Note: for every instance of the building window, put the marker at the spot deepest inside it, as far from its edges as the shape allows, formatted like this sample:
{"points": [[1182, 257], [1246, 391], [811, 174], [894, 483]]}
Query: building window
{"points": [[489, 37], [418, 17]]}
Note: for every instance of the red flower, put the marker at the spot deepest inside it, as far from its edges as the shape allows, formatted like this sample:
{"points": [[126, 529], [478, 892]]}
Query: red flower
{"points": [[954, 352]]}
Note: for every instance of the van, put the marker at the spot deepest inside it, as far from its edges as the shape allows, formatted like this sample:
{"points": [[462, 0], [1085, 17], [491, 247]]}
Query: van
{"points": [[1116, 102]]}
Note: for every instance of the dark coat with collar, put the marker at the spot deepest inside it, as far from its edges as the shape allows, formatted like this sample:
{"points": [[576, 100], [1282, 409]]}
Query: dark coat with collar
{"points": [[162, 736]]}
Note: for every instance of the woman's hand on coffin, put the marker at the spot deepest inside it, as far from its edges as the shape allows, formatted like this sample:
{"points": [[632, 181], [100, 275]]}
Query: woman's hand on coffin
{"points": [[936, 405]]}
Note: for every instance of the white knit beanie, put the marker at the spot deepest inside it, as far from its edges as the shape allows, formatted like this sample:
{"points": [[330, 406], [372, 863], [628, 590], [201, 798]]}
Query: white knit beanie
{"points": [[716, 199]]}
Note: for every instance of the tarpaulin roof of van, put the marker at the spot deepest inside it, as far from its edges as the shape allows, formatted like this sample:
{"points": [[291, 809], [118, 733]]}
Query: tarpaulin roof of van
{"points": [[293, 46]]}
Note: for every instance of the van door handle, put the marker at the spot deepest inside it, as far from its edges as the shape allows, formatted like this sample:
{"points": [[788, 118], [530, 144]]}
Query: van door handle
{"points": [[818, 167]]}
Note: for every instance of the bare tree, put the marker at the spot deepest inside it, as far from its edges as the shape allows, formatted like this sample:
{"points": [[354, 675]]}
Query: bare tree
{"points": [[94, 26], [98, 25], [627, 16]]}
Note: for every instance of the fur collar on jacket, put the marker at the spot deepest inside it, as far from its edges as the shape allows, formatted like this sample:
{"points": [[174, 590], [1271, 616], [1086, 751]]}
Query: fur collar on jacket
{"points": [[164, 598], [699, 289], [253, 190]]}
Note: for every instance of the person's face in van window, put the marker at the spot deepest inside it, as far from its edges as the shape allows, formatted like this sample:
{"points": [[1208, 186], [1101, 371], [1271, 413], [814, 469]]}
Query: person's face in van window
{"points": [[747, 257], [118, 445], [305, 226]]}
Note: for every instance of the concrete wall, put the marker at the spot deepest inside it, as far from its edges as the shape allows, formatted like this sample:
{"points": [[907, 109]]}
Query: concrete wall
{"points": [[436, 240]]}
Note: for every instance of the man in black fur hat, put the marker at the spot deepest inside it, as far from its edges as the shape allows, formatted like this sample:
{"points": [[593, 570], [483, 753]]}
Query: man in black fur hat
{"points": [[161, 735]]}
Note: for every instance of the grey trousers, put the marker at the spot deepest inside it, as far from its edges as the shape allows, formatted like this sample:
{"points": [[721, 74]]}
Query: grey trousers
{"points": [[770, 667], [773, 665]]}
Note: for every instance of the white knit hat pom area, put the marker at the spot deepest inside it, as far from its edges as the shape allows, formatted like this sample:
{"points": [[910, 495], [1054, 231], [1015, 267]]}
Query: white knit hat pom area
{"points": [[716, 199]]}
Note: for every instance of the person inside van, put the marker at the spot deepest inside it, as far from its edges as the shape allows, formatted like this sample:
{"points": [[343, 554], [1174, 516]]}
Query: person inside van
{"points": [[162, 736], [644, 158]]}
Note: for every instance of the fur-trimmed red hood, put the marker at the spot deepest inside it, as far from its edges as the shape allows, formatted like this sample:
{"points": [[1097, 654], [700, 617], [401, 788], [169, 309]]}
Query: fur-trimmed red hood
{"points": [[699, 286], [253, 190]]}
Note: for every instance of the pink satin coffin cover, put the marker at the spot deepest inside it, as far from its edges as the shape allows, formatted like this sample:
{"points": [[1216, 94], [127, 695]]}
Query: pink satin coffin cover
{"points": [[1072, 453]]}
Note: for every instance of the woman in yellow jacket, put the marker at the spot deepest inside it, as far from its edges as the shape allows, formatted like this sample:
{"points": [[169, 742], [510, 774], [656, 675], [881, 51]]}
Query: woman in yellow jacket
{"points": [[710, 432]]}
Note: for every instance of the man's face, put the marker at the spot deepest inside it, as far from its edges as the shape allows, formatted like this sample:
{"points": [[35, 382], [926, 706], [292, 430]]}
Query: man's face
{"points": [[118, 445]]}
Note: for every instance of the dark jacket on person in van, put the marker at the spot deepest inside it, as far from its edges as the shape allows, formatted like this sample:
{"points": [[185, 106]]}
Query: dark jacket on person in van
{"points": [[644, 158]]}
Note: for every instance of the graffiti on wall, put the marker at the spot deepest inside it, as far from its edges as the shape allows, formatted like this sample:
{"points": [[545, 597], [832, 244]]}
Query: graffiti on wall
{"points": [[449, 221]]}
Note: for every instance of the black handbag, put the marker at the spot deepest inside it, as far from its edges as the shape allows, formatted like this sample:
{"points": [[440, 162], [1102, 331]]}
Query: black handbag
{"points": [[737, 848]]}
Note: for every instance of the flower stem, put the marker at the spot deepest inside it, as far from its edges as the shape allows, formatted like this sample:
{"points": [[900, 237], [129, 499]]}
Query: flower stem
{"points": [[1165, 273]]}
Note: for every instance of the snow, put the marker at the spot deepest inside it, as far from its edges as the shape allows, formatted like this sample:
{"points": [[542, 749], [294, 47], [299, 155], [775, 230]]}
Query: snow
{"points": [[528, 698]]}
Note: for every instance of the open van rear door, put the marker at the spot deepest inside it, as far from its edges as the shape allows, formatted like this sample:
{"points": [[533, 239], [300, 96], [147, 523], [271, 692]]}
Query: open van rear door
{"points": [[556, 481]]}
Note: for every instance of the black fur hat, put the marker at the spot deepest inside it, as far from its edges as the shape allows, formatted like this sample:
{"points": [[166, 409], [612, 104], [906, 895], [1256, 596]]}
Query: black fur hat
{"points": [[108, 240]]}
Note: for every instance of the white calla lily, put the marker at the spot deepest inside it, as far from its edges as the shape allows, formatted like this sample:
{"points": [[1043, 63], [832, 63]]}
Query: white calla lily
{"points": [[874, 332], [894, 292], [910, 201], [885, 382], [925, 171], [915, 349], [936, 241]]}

* The task:
Return every line of the listing above verbatim, from beginning to end, with nothing altered, added, or omitted.

* Exercise output:
Note: for every instance of the building window, put the marker at the spot deepest inside it, as far from its edges as the shape allows, formatted like this sample:
{"points": [[1182, 257], [1246, 391], [811, 174], [894, 483]]}
Query: building window
{"points": [[489, 37], [418, 17]]}
Note: for every instance of the red flower, put the marker at the spot deepest inside it, as far from its edges as the shape allows, formatted like this sample:
{"points": [[126, 529], [478, 892]]}
Query: red flower
{"points": [[954, 352]]}
Note: for every instance of the van, put the marker at the spot deepest inside it, as far from its edges as the shape allows, formatted like this sample:
{"points": [[462, 0], [1085, 17], [491, 247]]}
Query: van
{"points": [[1116, 102]]}
Note: for every instance of the dark coat with collar, put the marker at the spot deepest inside it, as far from its edges as the shape allows, formatted like this sample:
{"points": [[576, 100], [1282, 409]]}
Query: dark coat with collar
{"points": [[162, 736]]}
Note: for every instance of the woman's hand on coffin, put the marker at the spot deepest inside it, as far from its edges as the shape allows, formatted like this sample:
{"points": [[632, 181], [100, 275]]}
Query: woman's hand on coffin
{"points": [[936, 405]]}
Note: for every instance of the white knit beanie, put the marker at the spot deepest inside it, as far from its edges as the shape allows, formatted like this sample:
{"points": [[330, 406], [372, 863], [628, 590], [201, 798]]}
Query: white knit beanie
{"points": [[716, 199]]}
Note: for every instance of the tarpaulin roof of van, put the marker at the spot deepest inside it, as far from its edges as the shape allows, formatted like this sample:
{"points": [[291, 809], [118, 733]]}
Query: tarpaulin roof of van
{"points": [[293, 46]]}
Note: for every instance of the van door handle, put the marker at the spot deepest inside it, as far from its edges as the shape allows, formatted like this sample:
{"points": [[788, 118], [530, 144]]}
Query: van door handle
{"points": [[818, 167]]}
Note: for every instance of the bare tree, put the marker at the spot deepest inside it, as far from its edges as the shape allows, formatted like this sample:
{"points": [[354, 675]]}
Query: bare tree
{"points": [[94, 26], [98, 25], [627, 16]]}
Note: for every instance of the fur collar on jacket, put the marker at the spot deepest inside it, as far from its edges as the shape allows, formatted like this sample:
{"points": [[174, 590], [1271, 616], [1086, 751]]}
Query: fur collar on jacket
{"points": [[164, 598], [699, 289], [253, 190]]}
Note: for every instance of the person's face in van window, put the marker at the spot deepest inside it, as far from its edges as the shape allows, formatted like this sample:
{"points": [[1208, 186], [1101, 371], [1271, 413], [814, 469]]}
Query: person's face in van window
{"points": [[747, 257], [118, 445], [305, 226]]}
Note: for every instance of the concrete wall, put the marker at the spot deepest inside it, as far from its edges as the shape allows, formatted like this sample:
{"points": [[907, 109]]}
Query: concrete wall
{"points": [[436, 240]]}
Note: for every instance of the man in black fur hat, put the marker at the spot deepest inside it, as far from its edges as the shape allows, formatted like this sample:
{"points": [[593, 570], [483, 753]]}
Query: man in black fur hat
{"points": [[161, 735]]}
Note: for every instance of the grey trousers, put the marker at the spot deepest inside it, as far from its edges as the shape allows, formatted like this sample:
{"points": [[721, 74]]}
Query: grey trousers
{"points": [[770, 667], [773, 665]]}
Note: for every instance of the white knit hat pom area, put the marker at the spot deepest inside it, as far from its edges as the shape allows, formatted like this sample:
{"points": [[910, 495], [1054, 231], [1015, 267]]}
Query: white knit hat pom area
{"points": [[716, 199]]}
Note: for every instance of the person inside van, put the marker at the spot deepest inside it, as far from its edges as the shape allows, formatted like this sample:
{"points": [[343, 554], [1174, 516]]}
Query: person inside van
{"points": [[162, 736], [644, 158]]}
Note: for every instance of the fur-trimmed red hood, put the marker at the spot deepest inside it, as far from its edges as the shape allows, formatted like this sample:
{"points": [[1097, 654], [700, 617], [401, 788], [169, 309]]}
Query: fur-trimmed red hood
{"points": [[699, 286], [253, 190]]}
Note: for every instance of the pink satin coffin cover, put the marker at the spot deepest inside it, as far from its edges as the shape allows, formatted like this sample:
{"points": [[1216, 94], [127, 695]]}
Query: pink satin coffin cover
{"points": [[1072, 453]]}
Note: for every instance of the woman in yellow jacket, put the marker at the spot deepest inside it, as far from its edges as the shape allows, formatted like this sample:
{"points": [[169, 742], [510, 774], [656, 675], [881, 51]]}
Query: woman in yellow jacket
{"points": [[710, 432]]}
Note: for every instance of the man's face, put the marker at the spot deepest inside it, as far from its edges as the shape allows, formatted like this sample:
{"points": [[35, 382], [926, 706], [292, 430]]}
Query: man's face
{"points": [[118, 445]]}
Note: for every instance of the dark jacket on person in van, put the marker at the spot deepest inside it, as far from its edges as the shape allows, formatted like this sample:
{"points": [[185, 106]]}
Query: dark jacket on person in van
{"points": [[644, 158]]}
Note: for every instance of the graffiti on wall, put the marker at the spot deepest inside it, as far from its edges as the shape allows, formatted like this sample:
{"points": [[545, 597], [832, 244]]}
Query: graffiti on wall
{"points": [[449, 221]]}
Note: for every instance of the black handbag, put the marker at the spot deepest inside it, as far from its edges as the shape allows, formatted like this sample:
{"points": [[440, 162], [1102, 331]]}
Query: black handbag
{"points": [[737, 848]]}
Note: for every instance of the flower stem, put the marker at the spot deepest inside it, as far from its edges as the shape allows, formatted like this sample:
{"points": [[900, 237], [129, 499]]}
Query: flower stem
{"points": [[1165, 273]]}
Note: for every instance of the snow, put the marker at the spot deepest inside it, as far from its edges as the shape allows, formatted like this sample:
{"points": [[542, 749], [294, 47], [299, 155], [775, 230]]}
Query: snow
{"points": [[528, 698]]}
Note: for every instance of the open van rear door, put the marker at the spot deepest inside it, as far from its edges as the shape allows, formatted like this sample:
{"points": [[533, 239], [300, 96], [147, 523], [271, 692]]}
Query: open van rear door
{"points": [[556, 481]]}
Note: for every instance of the black fur hat, put the marker at the spot deepest inside it, as far from its edges as the shape allows, formatted like this sample:
{"points": [[166, 409], [612, 104], [906, 895], [1256, 596]]}
Query: black fur hat
{"points": [[108, 240]]}
Note: for every instance of the white calla lily, put the marker at the spot deepest inside it, as far from its edges as the shape allows, formatted like this sample:
{"points": [[1043, 63], [832, 63]]}
Query: white calla lily
{"points": [[874, 332], [894, 292], [910, 201], [885, 382], [925, 171], [915, 349], [936, 241]]}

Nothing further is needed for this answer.